The problem:
In the ValueTracking commit, why does the code conclude that a GEP cannot produce a null pointer when one of its operands introduces a non-zero offset? Answer in one to three sentences.

Extract:
########################################

Add support to ValueTracking for determining that a pointer is non-null

by virtue of inbounds GEPs that preclude a null pointer. This is a very common pattern in the code generated by std::vector and other standard library routines which use allocators that test for null pervasively. This is one step closer to teaching Clang+LLVM to be able to produce an empty function for: void f() { std::vector<int> v; v.push_back(1); v.push_back(2); v.push_back(3); v.push_back(4); } Which is related to getting them to completely fold SmallVector push_back sequences into constants when inlining and other optimizations make that a possibility. git-svn-id: https://llvm.org/svn/llvm-project/llvm/trunk@169573 91177308-0d34-0410-b5e6-96231b3b80d8
2024-12-27 13:30:05 +00:00 · 2012-12-07 02:08:58 +00:00 · 2012-12-07 02:08:58 +00:00 · 70d3bebc8b
commit 70d3bebc8b
parent b02ed5b8ea
2 changed files with 113 additions and 0 deletions
--- a/lib/Analysis/ValueTracking.cpp
+++ b/lib/Analysis/ValueTracking.cpp
@ -862,6 +862,72 @@ bool llvm::isPowerOfTwo(Value *V, const DataLayout *TD, bool OrZero,
  return false;
 }
 /// \brief Test whether a GEP's result is known to be non-null.
 ///
 /// Uses properties inherent in a GEP to try to determine whether it is known
 /// to be non-null.
 ///
 /// Currently this routine does not support vector GEPs.
 static bool isGEPKnownNonNull(GEPOperator *GEP, const DataLayout *DL,
                              unsigned Depth) {
  if (!GEP->isInBounds() || GEP->getPointerAddressSpace() != 0)
    return false;
  // FIXME: Support vector-GEPs.
  assert(GEP->getType()->isPointerTy() && "We only support plain pointer GEP");
  // If the base pointer is non-null, we cannot walk to a null address with an
  // inbounds GEP in address space zero.
  if (isKnownNonZero(GEP->getPointerOperand(), DL, Depth))
    return true;
  // Past this, if we don't have DataLayout, we can't do much.
  if (!DL)
    return false;
  // Walk the GEP operands and see if any operand introduces a non-zero offset.
  // If so, then the GEP cannot produce a null pointer, as doing so would
  // inherently violate the inbounds contract within address space zero.
  for (gep_type_iterator GTI = gep_type_begin(GEP), GTE = gep_type_end(GEP);
       GTI != GTE; ++GTI) {
    // Struct types are easy -- they must always be indexed by a constant.

########################################

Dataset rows
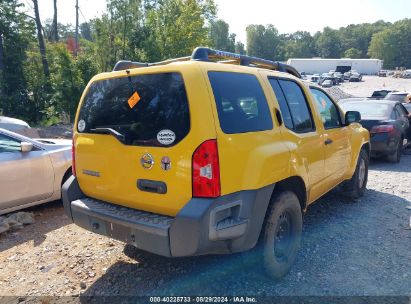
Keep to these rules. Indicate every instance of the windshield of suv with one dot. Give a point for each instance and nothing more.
(159, 107)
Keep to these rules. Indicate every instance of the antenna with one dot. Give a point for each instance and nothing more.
(76, 34)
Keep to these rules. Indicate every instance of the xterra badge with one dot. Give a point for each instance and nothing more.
(147, 161)
(165, 163)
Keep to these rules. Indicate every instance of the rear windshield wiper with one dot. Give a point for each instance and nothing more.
(110, 131)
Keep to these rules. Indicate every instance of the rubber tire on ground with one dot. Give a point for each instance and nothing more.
(396, 156)
(352, 188)
(282, 203)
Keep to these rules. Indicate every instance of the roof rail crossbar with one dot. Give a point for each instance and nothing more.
(126, 65)
(207, 54)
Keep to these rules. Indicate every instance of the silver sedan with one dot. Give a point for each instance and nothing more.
(31, 170)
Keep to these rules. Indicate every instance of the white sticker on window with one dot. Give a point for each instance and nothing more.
(166, 137)
(81, 126)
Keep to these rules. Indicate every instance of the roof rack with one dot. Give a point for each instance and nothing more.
(207, 54)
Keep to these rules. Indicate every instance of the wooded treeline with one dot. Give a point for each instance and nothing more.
(43, 73)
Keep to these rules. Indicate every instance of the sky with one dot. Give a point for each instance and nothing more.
(286, 15)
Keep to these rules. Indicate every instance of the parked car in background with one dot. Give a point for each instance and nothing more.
(380, 94)
(388, 123)
(31, 171)
(327, 83)
(315, 78)
(382, 73)
(407, 106)
(18, 126)
(327, 76)
(339, 77)
(398, 96)
(355, 77)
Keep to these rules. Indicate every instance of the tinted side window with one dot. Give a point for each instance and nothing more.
(328, 110)
(241, 103)
(402, 112)
(8, 144)
(285, 111)
(298, 106)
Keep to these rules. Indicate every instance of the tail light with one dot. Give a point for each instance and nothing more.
(206, 170)
(73, 158)
(382, 129)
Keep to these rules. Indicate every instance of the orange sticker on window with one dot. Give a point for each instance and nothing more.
(133, 100)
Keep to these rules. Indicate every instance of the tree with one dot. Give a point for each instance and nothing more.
(358, 36)
(66, 80)
(85, 30)
(220, 37)
(328, 43)
(393, 45)
(263, 41)
(40, 38)
(178, 26)
(55, 33)
(299, 45)
(15, 34)
(352, 53)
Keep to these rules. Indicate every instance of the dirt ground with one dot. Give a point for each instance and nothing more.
(371, 83)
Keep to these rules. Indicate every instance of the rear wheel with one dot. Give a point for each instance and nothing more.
(396, 156)
(281, 235)
(355, 187)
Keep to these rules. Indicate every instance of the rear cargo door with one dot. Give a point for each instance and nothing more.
(133, 143)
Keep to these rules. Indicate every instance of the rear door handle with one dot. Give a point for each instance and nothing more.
(152, 186)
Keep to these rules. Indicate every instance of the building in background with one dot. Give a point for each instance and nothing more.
(320, 65)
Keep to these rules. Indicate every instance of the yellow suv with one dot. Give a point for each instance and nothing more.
(209, 154)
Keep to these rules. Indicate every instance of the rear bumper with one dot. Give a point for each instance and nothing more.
(227, 224)
(383, 144)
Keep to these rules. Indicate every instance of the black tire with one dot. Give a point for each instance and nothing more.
(281, 235)
(396, 156)
(356, 186)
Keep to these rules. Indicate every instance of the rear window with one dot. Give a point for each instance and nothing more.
(241, 103)
(148, 110)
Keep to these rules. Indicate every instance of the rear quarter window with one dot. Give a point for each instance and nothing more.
(241, 104)
(162, 105)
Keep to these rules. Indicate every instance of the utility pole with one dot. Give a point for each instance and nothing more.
(42, 45)
(76, 37)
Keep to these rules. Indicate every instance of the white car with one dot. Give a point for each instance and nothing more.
(17, 125)
(32, 171)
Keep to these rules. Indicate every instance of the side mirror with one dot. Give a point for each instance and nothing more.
(26, 147)
(351, 117)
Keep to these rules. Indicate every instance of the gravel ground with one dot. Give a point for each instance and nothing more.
(371, 83)
(349, 248)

########################################

Solution for this task:
Producing a null pointer in that case would violate the inbounds contract within address space zero. The code therefore treats any inbounds GEP in address space zero with a non-zero offset as known to be non-null.